======== Data provided

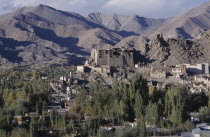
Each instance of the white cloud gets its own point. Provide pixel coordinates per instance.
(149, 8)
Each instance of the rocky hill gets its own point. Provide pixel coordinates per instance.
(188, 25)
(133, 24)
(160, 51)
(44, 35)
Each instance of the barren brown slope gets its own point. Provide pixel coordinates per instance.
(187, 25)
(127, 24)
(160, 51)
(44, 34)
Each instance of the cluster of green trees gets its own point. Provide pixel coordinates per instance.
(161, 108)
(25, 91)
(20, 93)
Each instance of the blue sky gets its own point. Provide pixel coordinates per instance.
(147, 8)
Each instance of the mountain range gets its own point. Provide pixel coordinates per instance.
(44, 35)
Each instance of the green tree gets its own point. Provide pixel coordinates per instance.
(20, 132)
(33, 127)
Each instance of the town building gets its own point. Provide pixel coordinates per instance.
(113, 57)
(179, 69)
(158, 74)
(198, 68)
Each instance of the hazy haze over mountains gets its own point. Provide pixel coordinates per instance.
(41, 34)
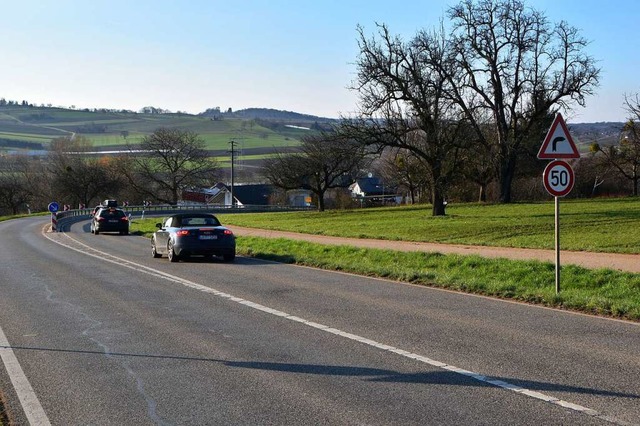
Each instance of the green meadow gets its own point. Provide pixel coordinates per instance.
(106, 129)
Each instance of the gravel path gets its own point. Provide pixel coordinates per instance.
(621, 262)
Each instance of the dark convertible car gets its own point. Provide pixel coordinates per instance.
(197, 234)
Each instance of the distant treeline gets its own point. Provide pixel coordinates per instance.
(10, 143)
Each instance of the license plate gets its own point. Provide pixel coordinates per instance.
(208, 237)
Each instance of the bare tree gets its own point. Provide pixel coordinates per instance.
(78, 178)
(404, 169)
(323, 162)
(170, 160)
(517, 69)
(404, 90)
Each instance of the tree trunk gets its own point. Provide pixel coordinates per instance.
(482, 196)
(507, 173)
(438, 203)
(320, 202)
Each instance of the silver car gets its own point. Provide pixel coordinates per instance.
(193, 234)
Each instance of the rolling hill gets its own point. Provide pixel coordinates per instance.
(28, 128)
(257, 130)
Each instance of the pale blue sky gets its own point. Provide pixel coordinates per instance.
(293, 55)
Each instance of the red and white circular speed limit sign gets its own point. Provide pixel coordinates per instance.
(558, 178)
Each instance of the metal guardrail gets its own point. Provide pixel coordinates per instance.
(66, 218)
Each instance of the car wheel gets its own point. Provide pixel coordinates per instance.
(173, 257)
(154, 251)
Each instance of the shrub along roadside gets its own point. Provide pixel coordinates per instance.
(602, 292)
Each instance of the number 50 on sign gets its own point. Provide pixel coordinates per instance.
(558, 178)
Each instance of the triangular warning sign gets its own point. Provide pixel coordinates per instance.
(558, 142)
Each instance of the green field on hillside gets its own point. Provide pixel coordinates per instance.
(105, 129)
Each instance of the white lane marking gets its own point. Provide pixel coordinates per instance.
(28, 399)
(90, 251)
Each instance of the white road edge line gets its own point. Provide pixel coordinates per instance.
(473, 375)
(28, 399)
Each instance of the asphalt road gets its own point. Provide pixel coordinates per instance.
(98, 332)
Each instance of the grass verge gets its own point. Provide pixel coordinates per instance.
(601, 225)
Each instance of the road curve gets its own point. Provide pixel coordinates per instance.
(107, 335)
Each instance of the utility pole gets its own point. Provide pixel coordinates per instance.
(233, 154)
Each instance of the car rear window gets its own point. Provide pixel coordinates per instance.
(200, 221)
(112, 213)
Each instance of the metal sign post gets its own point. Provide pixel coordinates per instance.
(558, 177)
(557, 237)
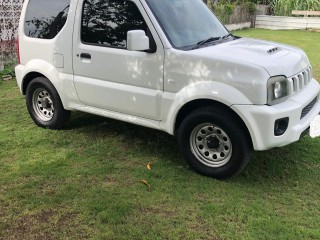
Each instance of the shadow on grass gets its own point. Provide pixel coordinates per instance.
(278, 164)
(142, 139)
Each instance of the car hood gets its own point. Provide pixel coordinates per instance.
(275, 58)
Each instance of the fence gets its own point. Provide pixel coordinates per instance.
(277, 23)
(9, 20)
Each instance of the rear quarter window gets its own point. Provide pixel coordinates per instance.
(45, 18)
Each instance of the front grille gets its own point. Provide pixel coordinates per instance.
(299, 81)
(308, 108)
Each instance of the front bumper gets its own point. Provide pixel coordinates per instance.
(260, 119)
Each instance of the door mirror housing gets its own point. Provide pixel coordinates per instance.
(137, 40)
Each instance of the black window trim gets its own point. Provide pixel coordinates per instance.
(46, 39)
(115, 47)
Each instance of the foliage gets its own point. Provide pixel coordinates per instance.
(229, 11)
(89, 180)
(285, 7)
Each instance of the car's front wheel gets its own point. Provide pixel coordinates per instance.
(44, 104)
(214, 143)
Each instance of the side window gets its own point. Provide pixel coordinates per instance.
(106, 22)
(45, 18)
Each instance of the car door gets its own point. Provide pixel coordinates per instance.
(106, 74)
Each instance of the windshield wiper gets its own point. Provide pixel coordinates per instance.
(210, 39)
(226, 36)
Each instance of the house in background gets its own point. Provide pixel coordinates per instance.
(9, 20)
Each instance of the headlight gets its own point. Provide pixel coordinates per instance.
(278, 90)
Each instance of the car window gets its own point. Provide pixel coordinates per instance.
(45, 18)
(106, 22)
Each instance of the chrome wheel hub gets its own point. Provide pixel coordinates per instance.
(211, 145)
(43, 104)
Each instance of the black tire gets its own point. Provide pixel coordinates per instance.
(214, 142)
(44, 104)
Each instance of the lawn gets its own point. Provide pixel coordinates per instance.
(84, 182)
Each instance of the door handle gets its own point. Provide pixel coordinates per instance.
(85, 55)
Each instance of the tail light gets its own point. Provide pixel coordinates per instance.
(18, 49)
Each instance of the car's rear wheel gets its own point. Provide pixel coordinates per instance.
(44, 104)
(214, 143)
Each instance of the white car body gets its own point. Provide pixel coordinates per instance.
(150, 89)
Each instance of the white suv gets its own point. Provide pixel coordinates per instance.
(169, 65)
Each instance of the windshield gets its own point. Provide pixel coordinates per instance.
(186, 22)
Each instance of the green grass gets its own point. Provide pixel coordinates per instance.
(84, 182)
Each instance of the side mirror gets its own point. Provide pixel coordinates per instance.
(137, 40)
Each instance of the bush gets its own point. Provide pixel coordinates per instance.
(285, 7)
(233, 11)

================

--- Task requirements ---
Reproduce every line of the records above word for word, omitting the pictures.

--- Result for this task ---
Each instance of the white cloud gets its own point. Provide pixel coordinates per instance.
(149, 8)
Each instance of the rocky hill gets its own point. Provide pixel coordinates per instance.
(188, 25)
(133, 24)
(160, 51)
(44, 35)
Each instance of the barren brown slope gets its own point. Provide pixel coordinates per instance.
(187, 25)
(127, 24)
(160, 51)
(44, 34)
Each instance of the cluster of green trees gets its own point. Provide pixel coordinates per instance.
(161, 108)
(25, 91)
(20, 93)
Each instance of the blue sky gets its own point. Provide pixel coordinates per instance.
(147, 8)
Each instance of the mountain range gets its own point. Provide pixel coordinates per instance.
(44, 35)
Each instance of the green tree gets its own point. Provide pixel coordinates per instance.
(20, 132)
(33, 127)
Each instance of the town building gets its own point. Provide pixel coordinates per instance.
(113, 57)
(179, 69)
(158, 74)
(198, 68)
Each instance of the hazy haze over mountains gets its own point. Provide pixel coordinates per instance.
(41, 34)
Each instance of the green meadow gets its own point. Provide pixel coordinates per instance.
(106, 129)
Each instance of the gravel path gets its own point. Provide pixel coordinates per instance.
(621, 262)
Each instance of the dark convertible car gets its own point. Provide pixel coordinates per instance.
(197, 234)
Each instance of the distant treeline gets its own point. Provide pixel coordinates per instance.
(10, 143)
Each instance of the license plate gets its own point. Provide pixel coordinates per instance.
(208, 237)
Each instance of the bare tree gets its own point. Provide pixel coordinates per instance.
(78, 178)
(404, 169)
(323, 162)
(170, 160)
(517, 69)
(404, 90)
Each instance of the tree trunk gets its own point. Provide pixel coordinates per instance.
(482, 196)
(507, 173)
(438, 203)
(320, 202)
Each instance of the silver car gets its own point. Provide pixel coordinates per instance.
(193, 234)
Each instance of the rolling hill gets its own point. Provide pixel coordinates per instance.
(28, 128)
(257, 130)
Each instance of the pale blue sky gets its own point. Provide pixel coordinates per instance.
(293, 55)
Each instance of the red and white circular speed limit sign gets its own point. Provide pixel coordinates per instance.
(558, 178)
Each instance of the metal guardrail gets its own point. Provide pixel coordinates per instance.
(66, 218)
Each instance of the car wheel gets its own point. Provide pixel coordinates per instance.
(173, 257)
(154, 251)
Each instance of the shrub along roadside gets its own point. Provide pixel coordinates per instance.
(602, 292)
Each instance of the number 50 on sign gets its own point. Provide pixel coordinates per instance.
(558, 178)
Each instance of the triangular warning sign gets its own point. Provide pixel coordinates per instance.
(558, 142)
Each instance of the green field on hillside gets its own point. Provide pixel coordinates per instance.
(105, 129)
Each instance of the white lane marking gets its own point. Provide pixel coordinates per instance.
(28, 399)
(90, 251)
Each instance of the white road edge line gets its own point. Provide pixel coordinates per instance.
(473, 375)
(28, 399)
Each instance of the asphalt road gets its own point. Provide pixel coordinates per instance.
(98, 332)
Each instance of the grass verge gets its own point. Provide pixel coordinates per instance.
(601, 225)
Each instance of the road curve gets its own point. Provide pixel coordinates per instance.
(107, 335)
Each instance of the utility pole gets its own point. Provide pixel coordinates per instance.
(233, 154)
Each instance of the car rear window gets its own point. Provide pixel coordinates per instance.
(200, 221)
(112, 213)
Each instance of the metal sign post gets its own point. Provide pixel coordinates per instance.
(558, 177)
(557, 237)
Each instance of the shadow on grass gets its own point. Provide pixel coordinates per instance.
(278, 164)
(142, 139)
Each instance of the car hood gets its own point. Provide pixel coordinates per instance.
(275, 58)
Each instance of the fence gets its own point. Provide pixel coordinates per instance.
(277, 23)
(9, 20)
Each instance of the rear quarter window gets its own point. Provide pixel coordinates per instance.
(45, 18)
Each instance of the front grille gets its own point. Provide pixel coordinates per instance.
(299, 81)
(308, 108)
Each instance of the front bumper gets its own point. Provide pixel coordinates per instance.
(260, 119)
Each instance of the door mirror housing gets its own point. Provide pixel coordinates per instance.
(137, 40)
Each instance of the black window trim gets its own point. Provide pixel coordinates per instance.
(46, 39)
(115, 47)
Each instance of the foliage gets its own point. Provide pixel coordinates per instance.
(229, 11)
(89, 180)
(285, 7)
Each instance of the car's front wheel gets its own point. Provide pixel coordinates per instance.
(44, 104)
(214, 143)
Each instance of the side window gets its own point. Provide pixel coordinates per instance.
(106, 22)
(45, 18)
Each instance of the car door gets its own point. Provide pixel coordinates per instance.
(106, 74)
Each instance of the windshield wiper gets its own point. Provide pixel coordinates per instance.
(210, 39)
(226, 36)
Each instance of the house in background gets its own point. Provide pixel coordinates per instance.
(9, 20)
Each instance of the headlight gets its own point. Provide pixel coordinates per instance.
(278, 90)
Each instance of the car window gets its own point. Provide pixel coordinates per instance.
(45, 18)
(106, 22)
Each instance of the chrome wheel hub gets its own point. Provide pixel coordinates per instance.
(211, 145)
(43, 104)
Each instance of the black tire gets its own point. Provide pixel coordinates per instance.
(214, 142)
(44, 104)
Each instance of the lawn gets its own point. Provide pixel coordinates per instance.
(84, 182)
Each instance of the door handle gets its own point. Provide pixel coordinates per instance.
(85, 55)
Each instance of the tail light gets its own point. Provide pixel coordinates per instance.
(18, 49)
Each instance of the car's rear wheel gets its own point. Provide pixel coordinates per instance.
(44, 104)
(214, 143)
Each instance of the white car body gets its own point. Provide pixel coordinates per instance.
(150, 89)
Each instance of the white suv gets its own point. Provide pixel coordinates per instance.
(169, 65)
Each instance of the windshield gets its own point. Provide pixel coordinates per instance.
(186, 22)
Each instance of the green grass gets its own point. Provide pixel coordinates per instance.
(84, 182)
Each instance of the side mirror gets its own point. Provide pixel coordinates per instance.
(137, 40)
Each instance of the bush gets its own point. Provide pixel coordinates per instance.
(285, 7)
(233, 11)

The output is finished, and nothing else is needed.